**Data listing:**
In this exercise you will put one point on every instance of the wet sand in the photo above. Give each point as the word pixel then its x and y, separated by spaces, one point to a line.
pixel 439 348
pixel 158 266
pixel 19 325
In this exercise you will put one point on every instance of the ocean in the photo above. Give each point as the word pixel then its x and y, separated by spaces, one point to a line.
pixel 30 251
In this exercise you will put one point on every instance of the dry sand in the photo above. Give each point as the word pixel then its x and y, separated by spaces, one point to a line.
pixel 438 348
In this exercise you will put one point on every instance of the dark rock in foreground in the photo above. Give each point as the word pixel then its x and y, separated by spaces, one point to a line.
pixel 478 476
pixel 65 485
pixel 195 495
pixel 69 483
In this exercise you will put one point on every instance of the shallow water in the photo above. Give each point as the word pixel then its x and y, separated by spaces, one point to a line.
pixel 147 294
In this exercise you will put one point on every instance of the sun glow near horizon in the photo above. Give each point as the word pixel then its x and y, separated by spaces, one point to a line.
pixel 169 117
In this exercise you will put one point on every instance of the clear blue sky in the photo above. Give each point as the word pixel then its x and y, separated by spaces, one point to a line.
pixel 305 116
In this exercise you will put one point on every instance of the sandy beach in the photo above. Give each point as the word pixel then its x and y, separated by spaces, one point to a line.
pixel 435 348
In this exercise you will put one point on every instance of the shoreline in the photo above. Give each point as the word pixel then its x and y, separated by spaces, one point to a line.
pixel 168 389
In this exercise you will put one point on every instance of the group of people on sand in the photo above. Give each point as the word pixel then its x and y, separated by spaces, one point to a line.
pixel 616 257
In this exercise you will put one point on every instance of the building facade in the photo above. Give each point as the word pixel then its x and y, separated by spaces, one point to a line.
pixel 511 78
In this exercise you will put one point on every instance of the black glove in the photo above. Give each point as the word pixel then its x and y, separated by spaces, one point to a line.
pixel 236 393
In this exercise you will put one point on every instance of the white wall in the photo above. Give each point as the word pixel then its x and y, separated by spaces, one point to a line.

**Exercise goal:** Output each line of the material exactly as it was written above.

**Expected output:**
In this exercise you will put one point on every instance of the wet sand in the photo above. Give each point as the word pixel then its x and y, separated by spaces, one point to a line.
pixel 439 348
pixel 158 266
pixel 19 325
In this exercise you will put one point on every instance of the ocean in the photo above. Give each point as the word pixel then its x and y, separated by spaces, one point to a line.
pixel 30 251
In this exercise you will put one point on every instance of the dry sand in the photo above. Give each point as the word pixel then its x and y, separated by spaces, one point to a line.
pixel 438 348
In this exercise you will put one point on every instance of the dark rock in foreground in the photo above. Give each point as the word pixel then its x and y, separated by spaces, one point to a line.
pixel 478 476
pixel 65 485
pixel 195 495
pixel 69 483
In this exercise you will put one point on every instance of the shallow water in the photo above. Give each point as the word pixel then its x and y, separated by spaces, one point to a line.
pixel 147 294
In this exercise you will put one point on every instance of the sun glow near horizon in the photo above. Give each point as the word pixel then its x and y, separated by spaces, one point to a line.
pixel 169 117
In this exercise you will put one point on every instance of the clear blue sky in the photo above. Give each point as the word pixel then its x and y, separated by spaces, one point to a line.
pixel 305 116
In this exercise you will put one point on every instance of the sandy beach in the photo above. Give each point as the word pixel then its x and y, separated by spaces, one point to a line.
pixel 435 348
In this exercise you will put one point on every instance of the shoreline in the photo above. Give each point as the word pixel then its x and y, separated by spaces, one point to a line.
pixel 168 389
In this exercise you will put one point on every instance of the group of people on sand in the photo above. Give each point as the word pixel then its x and y, separated by spaces, one point to a line.
pixel 616 257
In this exercise you will put one point on every instance of the building facade in the photo above. Give each point as the word pixel then its x and y, separated by spaces, one point to a line.
pixel 511 78
In this exercise you will put one point on every instance of the black glove in the photo above. Give each point as the word pixel then its x and y, separated by spaces, one point to a line.
pixel 236 393
In this exercise you will put one point on every instance of the white wall in the photo above. Give each point as the word pixel then its x and y, separated by spaces, one point to a line.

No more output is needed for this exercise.